-- BEGIN RECORDS SHOWN --

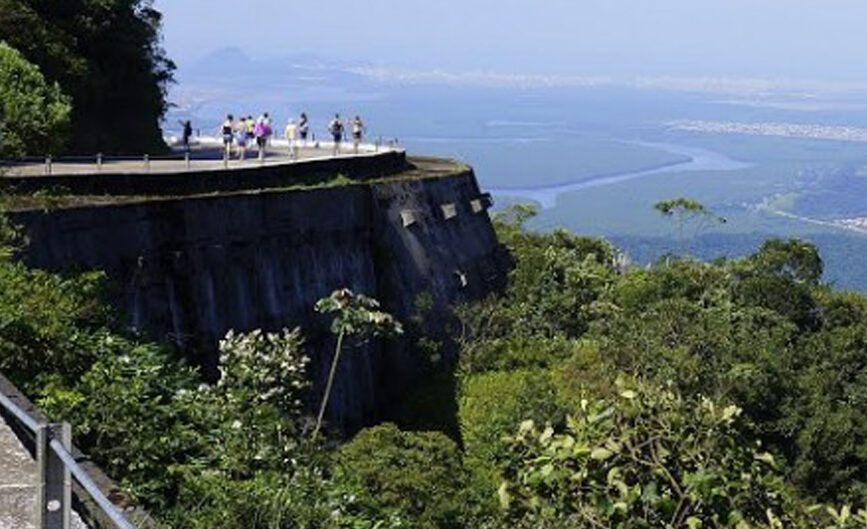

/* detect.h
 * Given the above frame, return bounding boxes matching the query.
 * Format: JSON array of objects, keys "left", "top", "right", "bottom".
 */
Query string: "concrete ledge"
[{"left": 0, "top": 150, "right": 411, "bottom": 196}]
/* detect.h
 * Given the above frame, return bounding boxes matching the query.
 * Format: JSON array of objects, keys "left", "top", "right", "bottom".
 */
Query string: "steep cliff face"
[{"left": 13, "top": 166, "right": 506, "bottom": 431}]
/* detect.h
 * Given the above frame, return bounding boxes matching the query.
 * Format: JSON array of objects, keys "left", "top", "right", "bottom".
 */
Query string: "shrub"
[
  {"left": 0, "top": 41, "right": 71, "bottom": 156},
  {"left": 500, "top": 384, "right": 789, "bottom": 528},
  {"left": 335, "top": 424, "right": 467, "bottom": 529},
  {"left": 458, "top": 370, "right": 562, "bottom": 502}
]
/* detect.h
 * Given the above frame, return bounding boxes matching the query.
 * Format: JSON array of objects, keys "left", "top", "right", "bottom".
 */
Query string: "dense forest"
[
  {"left": 0, "top": 0, "right": 174, "bottom": 156},
  {"left": 0, "top": 201, "right": 867, "bottom": 529}
]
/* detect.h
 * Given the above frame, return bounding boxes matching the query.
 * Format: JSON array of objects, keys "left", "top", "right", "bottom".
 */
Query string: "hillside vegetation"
[
  {"left": 0, "top": 0, "right": 175, "bottom": 156},
  {"left": 0, "top": 208, "right": 867, "bottom": 529}
]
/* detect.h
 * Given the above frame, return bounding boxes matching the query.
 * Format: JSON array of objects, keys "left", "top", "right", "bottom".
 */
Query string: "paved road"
[
  {"left": 0, "top": 417, "right": 87, "bottom": 529},
  {"left": 0, "top": 141, "right": 396, "bottom": 177}
]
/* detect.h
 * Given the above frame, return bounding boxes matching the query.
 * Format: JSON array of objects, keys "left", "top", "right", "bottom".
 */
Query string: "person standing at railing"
[
  {"left": 328, "top": 114, "right": 343, "bottom": 156},
  {"left": 235, "top": 115, "right": 247, "bottom": 161},
  {"left": 178, "top": 120, "right": 193, "bottom": 152},
  {"left": 298, "top": 112, "right": 310, "bottom": 146},
  {"left": 253, "top": 112, "right": 272, "bottom": 160},
  {"left": 220, "top": 114, "right": 235, "bottom": 159},
  {"left": 352, "top": 115, "right": 367, "bottom": 154},
  {"left": 285, "top": 119, "right": 298, "bottom": 160},
  {"left": 244, "top": 115, "right": 256, "bottom": 155}
]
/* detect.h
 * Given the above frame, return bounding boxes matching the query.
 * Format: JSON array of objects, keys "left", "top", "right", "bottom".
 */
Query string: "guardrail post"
[{"left": 36, "top": 423, "right": 72, "bottom": 529}]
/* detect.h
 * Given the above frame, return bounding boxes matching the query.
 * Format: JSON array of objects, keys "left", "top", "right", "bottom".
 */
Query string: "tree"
[
  {"left": 313, "top": 288, "right": 403, "bottom": 440},
  {"left": 0, "top": 0, "right": 175, "bottom": 154},
  {"left": 500, "top": 383, "right": 789, "bottom": 529},
  {"left": 653, "top": 197, "right": 727, "bottom": 253},
  {"left": 0, "top": 41, "right": 70, "bottom": 156},
  {"left": 336, "top": 423, "right": 470, "bottom": 529}
]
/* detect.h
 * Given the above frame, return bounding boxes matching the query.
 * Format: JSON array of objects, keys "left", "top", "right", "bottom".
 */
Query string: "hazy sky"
[{"left": 156, "top": 0, "right": 867, "bottom": 80}]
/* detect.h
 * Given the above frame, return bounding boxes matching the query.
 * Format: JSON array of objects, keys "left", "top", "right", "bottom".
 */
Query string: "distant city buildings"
[{"left": 666, "top": 120, "right": 867, "bottom": 142}]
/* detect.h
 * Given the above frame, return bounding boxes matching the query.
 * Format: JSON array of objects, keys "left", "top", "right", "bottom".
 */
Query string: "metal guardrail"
[
  {"left": 0, "top": 393, "right": 137, "bottom": 529},
  {"left": 0, "top": 136, "right": 401, "bottom": 175}
]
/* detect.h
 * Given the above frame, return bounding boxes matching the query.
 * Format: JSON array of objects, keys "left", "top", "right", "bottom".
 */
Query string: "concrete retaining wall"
[{"left": 12, "top": 169, "right": 507, "bottom": 431}]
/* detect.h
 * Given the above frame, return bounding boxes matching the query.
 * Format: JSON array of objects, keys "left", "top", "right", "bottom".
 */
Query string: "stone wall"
[{"left": 12, "top": 171, "right": 507, "bottom": 431}]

-- END RECORDS SHOWN --

> **GIVEN TASK**: Make an exact reproduction of the listing above, without any pictures.

> **SOLUTION TO THIS TASK**:
/* detect.h
 * Given the above frame, return bounding boxes matching the query.
 * Format: JSON array of objects, keys "left", "top", "right", "bottom".
 */
Query string: "concrete ledge"
[{"left": 0, "top": 150, "right": 411, "bottom": 196}]
/* detect.h
 * Given the above frame, return bounding boxes matching the query.
 * Format: JSON array of objects, keys "left", "top", "right", "bottom".
 */
Query string: "steep cliff face"
[{"left": 13, "top": 166, "right": 506, "bottom": 431}]
/* detect.h
 * Given the above frame, return bounding boxes matching the query.
 * Format: JSON array of objects, keys "left", "top", "right", "bottom".
 */
Query string: "shrub"
[
  {"left": 0, "top": 41, "right": 71, "bottom": 156},
  {"left": 500, "top": 384, "right": 789, "bottom": 528},
  {"left": 335, "top": 424, "right": 467, "bottom": 529},
  {"left": 458, "top": 370, "right": 562, "bottom": 502}
]
/* detect.h
 * Given the above frame, return bounding boxes matching the query.
 * Format: JSON array of objects, keys "left", "top", "right", "bottom".
 */
Query string: "dense forest"
[
  {"left": 0, "top": 0, "right": 174, "bottom": 156},
  {"left": 0, "top": 201, "right": 867, "bottom": 529}
]
/* detect.h
 * Given the above frame, return bounding boxes matching the query.
 * Format: JSON array of objects, keys "left", "top", "right", "bottom".
 */
Query string: "hillside vegetation"
[
  {"left": 0, "top": 0, "right": 175, "bottom": 156},
  {"left": 0, "top": 208, "right": 867, "bottom": 529}
]
/* detect.h
 * Given the above frame, return bounding boxes matching the query.
 * Format: JSON array of objects, keys "left", "top", "right", "bottom".
 */
Query string: "paved road"
[
  {"left": 0, "top": 417, "right": 87, "bottom": 529},
  {"left": 0, "top": 141, "right": 396, "bottom": 177}
]
/* detect.h
 * Given the above frame, return bounding boxes matching the query.
 * Format: JSON array of objects, keys "left", "top", "right", "bottom".
 */
Query string: "person standing at railing"
[
  {"left": 328, "top": 114, "right": 343, "bottom": 156},
  {"left": 235, "top": 115, "right": 247, "bottom": 161},
  {"left": 178, "top": 120, "right": 193, "bottom": 152},
  {"left": 298, "top": 112, "right": 310, "bottom": 146},
  {"left": 253, "top": 112, "right": 272, "bottom": 160},
  {"left": 220, "top": 114, "right": 235, "bottom": 159},
  {"left": 352, "top": 115, "right": 367, "bottom": 154},
  {"left": 285, "top": 119, "right": 298, "bottom": 160},
  {"left": 244, "top": 115, "right": 256, "bottom": 155}
]
/* detect.h
 * Given the above frame, return bounding boxes matching the query.
 * Format: JSON array of objects, keys "left", "top", "right", "bottom".
 */
Query string: "guardrail post"
[{"left": 36, "top": 423, "right": 72, "bottom": 529}]
/* detect.h
 * Given the above frame, return bounding boxes matching the query.
 * Format: JSON array of objects, keys "left", "top", "right", "bottom".
 */
Query string: "tree"
[
  {"left": 313, "top": 288, "right": 403, "bottom": 440},
  {"left": 0, "top": 0, "right": 175, "bottom": 154},
  {"left": 500, "top": 383, "right": 789, "bottom": 529},
  {"left": 653, "top": 197, "right": 727, "bottom": 253},
  {"left": 0, "top": 41, "right": 70, "bottom": 156},
  {"left": 336, "top": 423, "right": 470, "bottom": 529}
]
/* detect.h
 * Given the above frame, return bounding boxes matching the query.
 * Format: JSON array of objects, keys "left", "top", "right", "bottom".
 */
Query string: "hazy sky"
[{"left": 156, "top": 0, "right": 867, "bottom": 80}]
/* detect.h
 * Given the above frame, return bounding boxes matching the query.
 * Format: JSON array of objects, keys "left", "top", "right", "bottom".
 */
Query string: "distant city buildings"
[{"left": 666, "top": 120, "right": 867, "bottom": 142}]
/* detect.h
 * Given the above frame, return bounding boxes matching the query.
 * Format: JSON array of objects, keys "left", "top", "right", "bottom".
 */
Query string: "metal guardrail"
[
  {"left": 0, "top": 393, "right": 137, "bottom": 529},
  {"left": 0, "top": 136, "right": 401, "bottom": 175}
]
/* detect.h
 * Given the above frame, return bounding boxes matching the query.
 * Format: JSON array of objects, keys "left", "top", "right", "bottom".
 */
Query string: "concrete retaining wall"
[{"left": 12, "top": 169, "right": 507, "bottom": 431}]
/* detect.h
 * Given the above frame, return bounding boxes matching the query.
 * Format: JSON array of objects, keys "left", "top", "right", "bottom".
 */
Query string: "stone wall"
[{"left": 12, "top": 171, "right": 507, "bottom": 431}]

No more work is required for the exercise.